» **WHAT IS ASKED**
Reproduce the lines below word for word, with no changes.
═════ MATERIALS PROVIDED ═════
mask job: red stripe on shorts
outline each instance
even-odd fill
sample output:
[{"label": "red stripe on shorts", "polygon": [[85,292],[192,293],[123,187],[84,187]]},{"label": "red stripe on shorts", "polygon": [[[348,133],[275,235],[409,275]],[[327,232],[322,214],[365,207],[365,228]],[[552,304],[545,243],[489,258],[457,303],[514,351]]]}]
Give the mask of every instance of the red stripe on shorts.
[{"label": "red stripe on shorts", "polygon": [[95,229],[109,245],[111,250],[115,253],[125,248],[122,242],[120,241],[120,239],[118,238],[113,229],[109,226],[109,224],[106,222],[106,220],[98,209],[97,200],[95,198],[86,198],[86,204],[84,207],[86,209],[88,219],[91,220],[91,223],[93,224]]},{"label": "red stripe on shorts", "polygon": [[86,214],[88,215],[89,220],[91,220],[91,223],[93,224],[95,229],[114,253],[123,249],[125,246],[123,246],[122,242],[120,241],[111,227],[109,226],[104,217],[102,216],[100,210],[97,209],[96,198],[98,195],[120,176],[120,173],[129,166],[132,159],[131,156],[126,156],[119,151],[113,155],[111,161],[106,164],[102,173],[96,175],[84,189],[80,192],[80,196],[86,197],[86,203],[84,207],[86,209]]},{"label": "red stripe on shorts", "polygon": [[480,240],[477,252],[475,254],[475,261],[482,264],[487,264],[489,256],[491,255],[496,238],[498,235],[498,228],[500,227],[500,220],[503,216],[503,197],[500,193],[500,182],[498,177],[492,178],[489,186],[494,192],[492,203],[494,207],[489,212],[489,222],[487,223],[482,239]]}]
═════
» **ANSWER FOR THE TASK**
mask job: red stripe on shorts
outline each instance
even-odd fill
sample output:
[{"label": "red stripe on shorts", "polygon": [[85,292],[192,293],[123,187],[84,187]]},{"label": "red stripe on shorts", "polygon": [[[348,133],[275,235],[409,275]],[[327,232],[322,214],[365,207],[365,228]],[[552,304],[545,243],[489,258],[457,303],[514,351]]]}]
Give the mask of every instance of the red stripe on shorts.
[{"label": "red stripe on shorts", "polygon": [[95,229],[109,245],[111,250],[115,253],[125,248],[122,242],[120,241],[120,239],[118,238],[113,229],[109,226],[109,224],[106,222],[106,220],[98,209],[97,200],[95,198],[86,198],[86,204],[84,207],[86,209],[88,219],[91,220],[91,223],[93,224]]},{"label": "red stripe on shorts", "polygon": [[86,214],[88,215],[89,220],[91,220],[91,223],[93,224],[95,229],[114,253],[123,249],[125,246],[123,246],[122,242],[120,241],[111,227],[109,226],[104,217],[102,216],[100,210],[97,209],[96,198],[98,195],[120,176],[120,173],[129,166],[132,159],[131,156],[126,156],[119,151],[113,155],[111,161],[106,164],[102,173],[96,175],[84,189],[80,192],[80,196],[86,197],[86,203],[84,207],[86,209]]},{"label": "red stripe on shorts", "polygon": [[480,240],[477,252],[475,254],[475,261],[482,264],[487,264],[489,256],[491,255],[496,238],[498,235],[498,228],[500,227],[500,220],[503,216],[503,197],[500,193],[500,182],[498,177],[492,178],[489,186],[494,192],[492,203],[494,207],[489,212],[489,222],[487,223],[482,239]]}]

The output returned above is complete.